- _RECORDS FOR THIS EXERCISE_
────────────────────

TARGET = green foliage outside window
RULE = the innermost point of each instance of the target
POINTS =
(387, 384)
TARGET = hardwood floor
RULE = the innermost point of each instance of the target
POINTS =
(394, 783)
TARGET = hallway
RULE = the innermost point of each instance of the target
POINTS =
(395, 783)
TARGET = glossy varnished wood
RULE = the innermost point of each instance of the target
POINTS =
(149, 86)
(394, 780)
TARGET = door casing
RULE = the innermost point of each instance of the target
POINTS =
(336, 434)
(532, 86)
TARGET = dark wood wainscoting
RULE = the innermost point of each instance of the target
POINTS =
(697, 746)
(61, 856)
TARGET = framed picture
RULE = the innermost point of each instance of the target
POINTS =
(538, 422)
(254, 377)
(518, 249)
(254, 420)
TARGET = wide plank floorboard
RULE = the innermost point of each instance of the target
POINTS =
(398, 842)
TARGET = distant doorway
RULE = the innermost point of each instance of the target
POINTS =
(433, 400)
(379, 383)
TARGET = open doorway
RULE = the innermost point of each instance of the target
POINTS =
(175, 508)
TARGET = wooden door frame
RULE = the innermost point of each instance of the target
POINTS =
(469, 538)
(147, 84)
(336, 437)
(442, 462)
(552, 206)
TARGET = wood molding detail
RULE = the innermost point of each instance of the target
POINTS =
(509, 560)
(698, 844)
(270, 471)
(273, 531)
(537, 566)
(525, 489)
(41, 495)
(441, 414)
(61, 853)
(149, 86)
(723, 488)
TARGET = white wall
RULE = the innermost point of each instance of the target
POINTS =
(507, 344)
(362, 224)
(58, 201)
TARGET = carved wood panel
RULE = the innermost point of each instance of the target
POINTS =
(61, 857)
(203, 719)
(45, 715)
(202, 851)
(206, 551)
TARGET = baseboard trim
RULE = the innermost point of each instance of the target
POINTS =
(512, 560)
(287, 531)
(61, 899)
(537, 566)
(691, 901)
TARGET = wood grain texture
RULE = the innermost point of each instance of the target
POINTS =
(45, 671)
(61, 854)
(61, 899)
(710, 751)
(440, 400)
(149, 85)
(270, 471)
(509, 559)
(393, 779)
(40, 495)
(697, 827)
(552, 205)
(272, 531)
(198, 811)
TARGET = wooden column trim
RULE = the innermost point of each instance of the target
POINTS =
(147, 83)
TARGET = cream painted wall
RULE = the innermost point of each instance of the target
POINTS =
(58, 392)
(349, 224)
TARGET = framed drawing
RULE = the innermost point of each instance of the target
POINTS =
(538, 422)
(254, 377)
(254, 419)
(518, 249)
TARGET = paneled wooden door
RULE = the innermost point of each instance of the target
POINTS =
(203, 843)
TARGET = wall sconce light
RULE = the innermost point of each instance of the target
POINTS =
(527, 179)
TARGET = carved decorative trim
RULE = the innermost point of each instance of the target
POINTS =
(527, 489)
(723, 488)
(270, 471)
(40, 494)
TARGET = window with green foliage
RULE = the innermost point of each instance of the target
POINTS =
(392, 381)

────────────────────

- _WHAT IS BEING ASKED_
All of the material is to be retyped verbatim.

- _RESPONSE_
TARGET = green foliage outside window
RULE = the innermost point of each instance of the target
POINTS =
(387, 384)
TARGET = hardwood floor
RULE = the innermost point of each instance of the target
POINTS =
(394, 783)
TARGET = hallway
RULE = the innermost point of each instance of the target
POINTS =
(395, 783)
TARGET = glossy varnished wood
RULE = the innermost point of each instance of the target
POINTS =
(149, 86)
(394, 780)
TARGET = door casing
RULE = the innermost point of each instance of the target
POINTS =
(336, 434)
(532, 86)
TARGET = dark wood wainscoting
RULE = the innermost point of each instance of the target
POINTS =
(697, 746)
(61, 856)
TARGET = framed picture
RULE = the innermost point of each instance of the target
POINTS =
(538, 422)
(254, 377)
(518, 249)
(254, 420)
TARGET = wide plank floorboard
RULE = the innermost point of each instance of the target
POINTS =
(398, 842)
TARGET = distant doorway
RULE = the innermost point of each instance of the target
POINTS =
(433, 400)
(379, 383)
TARGET = open doorway
RULE = the innermost point of each instance of the target
POINTS =
(175, 508)
TARGET = wooden door frame
RULE = the innermost point of each instance of the target
POINTS =
(469, 538)
(147, 84)
(336, 437)
(442, 462)
(552, 206)
TARGET = wood molding detail
RULE = the innermost point of each instance of the target
POINTS =
(509, 560)
(698, 844)
(270, 471)
(273, 531)
(537, 566)
(525, 489)
(41, 495)
(441, 414)
(61, 853)
(149, 86)
(723, 488)
TARGET = white wall
RULE = the innermost point of each instance of the target
POINTS =
(507, 344)
(362, 224)
(58, 201)
TARGET = carved wood panel
RULE = the innermost point of each instance of the target
POINTS =
(61, 857)
(203, 719)
(45, 715)
(202, 851)
(206, 551)
TARGET = baseboard trim
RULE = the innermost point of each instance of the target
POINTS =
(512, 560)
(287, 531)
(61, 899)
(537, 566)
(691, 901)
TARGET = wood grain texture
RULE = the innermost point of each instance of the target
POINTS =
(45, 671)
(61, 854)
(61, 899)
(710, 751)
(440, 400)
(149, 85)
(270, 471)
(509, 559)
(393, 779)
(40, 495)
(697, 827)
(552, 205)
(272, 531)
(198, 811)
TARGET = wooden column trim
RULE = the innermost point of each instance of the target
POINTS =
(147, 83)
TARGET = cream painted wall
RULE = the innermost point of each instance of the target
POINTS =
(58, 392)
(349, 224)
TARGET = framed drawing
RULE = the innermost point of each instance of the target
POINTS =
(538, 422)
(254, 377)
(254, 419)
(518, 249)
TARGET = paneled wooden door
RULE = the innermost point of each instance of the target
POINTS =
(203, 843)
TARGET = wall sconce light
RULE = the innermost point of each instance of the target
POINTS =
(527, 179)
TARGET = carved decorative trim
RULE = the innermost point of each instance of the target
POINTS =
(527, 489)
(723, 488)
(270, 471)
(40, 494)
TARGET = window with green foliage
RULE = the innermost point of each instance of the target
POINTS =
(392, 381)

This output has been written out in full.